# TASK GOAL
Find every line in the data below that contains the word "white", and copy each of those lines in full.

# SUPPLIED DATA
------------------------------------------------------------
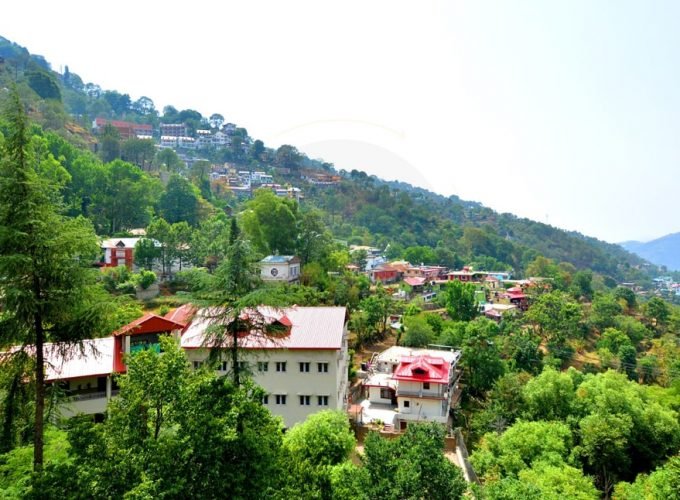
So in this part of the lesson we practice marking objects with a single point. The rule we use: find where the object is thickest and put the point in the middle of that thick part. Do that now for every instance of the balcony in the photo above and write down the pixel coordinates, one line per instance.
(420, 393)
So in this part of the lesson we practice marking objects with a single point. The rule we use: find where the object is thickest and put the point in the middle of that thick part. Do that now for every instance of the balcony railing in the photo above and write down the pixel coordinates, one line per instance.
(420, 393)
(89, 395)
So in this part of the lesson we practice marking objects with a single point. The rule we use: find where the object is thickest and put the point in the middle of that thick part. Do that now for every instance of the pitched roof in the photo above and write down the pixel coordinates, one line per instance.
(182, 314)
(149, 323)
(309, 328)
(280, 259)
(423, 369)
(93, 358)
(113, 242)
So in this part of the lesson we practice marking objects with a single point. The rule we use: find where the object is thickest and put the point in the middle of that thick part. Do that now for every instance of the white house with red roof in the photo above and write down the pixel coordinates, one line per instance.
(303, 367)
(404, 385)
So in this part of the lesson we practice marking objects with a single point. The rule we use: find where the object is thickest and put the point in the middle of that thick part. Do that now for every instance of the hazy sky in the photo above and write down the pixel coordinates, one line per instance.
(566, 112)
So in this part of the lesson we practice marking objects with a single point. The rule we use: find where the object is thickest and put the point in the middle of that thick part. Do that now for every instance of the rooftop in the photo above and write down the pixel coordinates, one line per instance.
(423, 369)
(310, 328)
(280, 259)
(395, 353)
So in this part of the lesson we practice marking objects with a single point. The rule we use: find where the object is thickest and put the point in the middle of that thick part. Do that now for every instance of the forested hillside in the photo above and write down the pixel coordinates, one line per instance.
------------------------------------------------------------
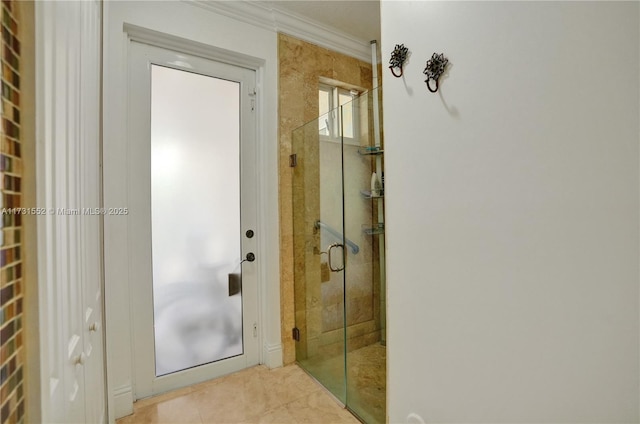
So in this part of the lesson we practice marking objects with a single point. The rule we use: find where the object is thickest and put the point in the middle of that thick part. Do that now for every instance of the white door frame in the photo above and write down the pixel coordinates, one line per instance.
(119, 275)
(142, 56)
------------------------------------------------------------
# OUTPUT OF THE TASK
So in this part of the lesson we practice marking objects with a single point. The rule we use: find where the object is thickest and put the point in the middle of that thick part. Do that now for every instance of the white house with red roof in the photo above and write down the pixel coordinates, one line per instance.
So in this part of the lesson we practice marking objects with a single point. The rule we use: find where the object is thickest and put the point in the middle of that thick part. Do that now for every instance of the white door frame in the photo above and write down the pixel coordinates, one line per instance.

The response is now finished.